▶ Bloc de texte:
Déi Lénk a réclamé, mercredi à la Chambre, une hausse substantielle du salaire social minimum. Le parti a trouvé peu d’alliés. Il a été renvoyé vers la réadaptation automatique, prévue début 2023.
L’introduction d’un cadre pour la mise en place d’un salaire minimum à l’échelle de l’UE constitue le projet phare du commissaire européen luxembourgeois Nicolas Schmit. Il est sur le point de devenir réalité. Le vote formel de la directive est prévu pour septembre. Les Parlements nationaux auront alors deux ans pour ratifier le texte. Déi Lénk ne veut plus attendre.
Le parti d’opposition est monté, mercredi, à la tribune de la Chambre des députés, pour réclamer au plus vite une nouvelle hausse substantielle du salaire social minium (SSM) au Luxembourg. La revendication n’a pas trouvé de majorité, même si le LSAP et déi gréng, deux membres de la coalition gouvernementale, se sont montrés ouverts à une telle mesure.
« Les conditions de travail et de vie doivent être améliorées »
Contrairement à ce que l’on pourrait croire, le fait que le Luxembourg dispose du salaire minimum le plus élevé de l’UE ne l’exemptera pas de revoir sa politique salariale une fois la directive européenne entrée en vigueur. «L’objectif est clair : les conditions de travail et de vie doivent être améliorées», souligne Myriam Cechetti en ouverture du débat. «La directive est un très bon levier pour obtenir une hausse substantielle du salaire minimum au Luxembourg qui doit contribuer à une réduction des inégalités sociales», poursuit l’élue de déi Lénk. Car les 2 313 euros pour les travailleurs non qualifiés et les 2 776 euros pour les travailleurs qualifiés «ne sont pas suffisamment élevés pour pouvoir mener une vie décente».

▶ Documents sources:
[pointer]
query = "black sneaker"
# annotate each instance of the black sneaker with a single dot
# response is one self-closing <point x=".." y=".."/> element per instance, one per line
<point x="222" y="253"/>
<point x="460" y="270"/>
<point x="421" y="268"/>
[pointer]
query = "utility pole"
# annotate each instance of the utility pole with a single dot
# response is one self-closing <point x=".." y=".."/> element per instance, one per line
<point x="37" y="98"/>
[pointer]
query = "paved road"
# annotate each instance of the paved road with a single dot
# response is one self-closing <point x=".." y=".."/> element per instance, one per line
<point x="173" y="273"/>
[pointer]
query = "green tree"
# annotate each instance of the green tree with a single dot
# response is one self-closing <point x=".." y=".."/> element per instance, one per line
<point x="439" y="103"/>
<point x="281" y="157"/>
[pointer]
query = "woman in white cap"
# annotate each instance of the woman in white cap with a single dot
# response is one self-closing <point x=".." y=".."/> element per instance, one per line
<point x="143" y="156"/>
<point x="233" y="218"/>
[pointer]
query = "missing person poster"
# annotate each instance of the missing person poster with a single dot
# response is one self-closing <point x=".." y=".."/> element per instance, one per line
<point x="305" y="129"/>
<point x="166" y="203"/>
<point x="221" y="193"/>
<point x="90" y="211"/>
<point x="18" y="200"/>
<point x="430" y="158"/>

▶ Consigne 1: Recopiez, dans l'article sur le salaire minimum, tout ce qui va de «L’introduction d’un cadre» jusqu'à «veut plus attendre.».
▶ Consigne 2: D'après l'article sur le salaire minimum, pour quand le vote formel de la directive européenne est-il prévu ?
Appuyez-vous uniquement sur le texte pour répondre.

▶ Résultat de l'exercice 1:
L’introduction d’un cadre pour la mise en place d’un salaire minimum à l’échelle de l’UE constitue le projet phare du commissaire européen luxembourgeois Nicolas Schmit. Il est sur le point de devenir réalité. Le vote formel de la directive est prévu pour septembre. Les Parlements nationaux auront alors deux ans pour ratifier le texte. Déi Lénk ne veut plus attendre.

▶ Résultat de l'exercice 2: Il est prévu pour septembre.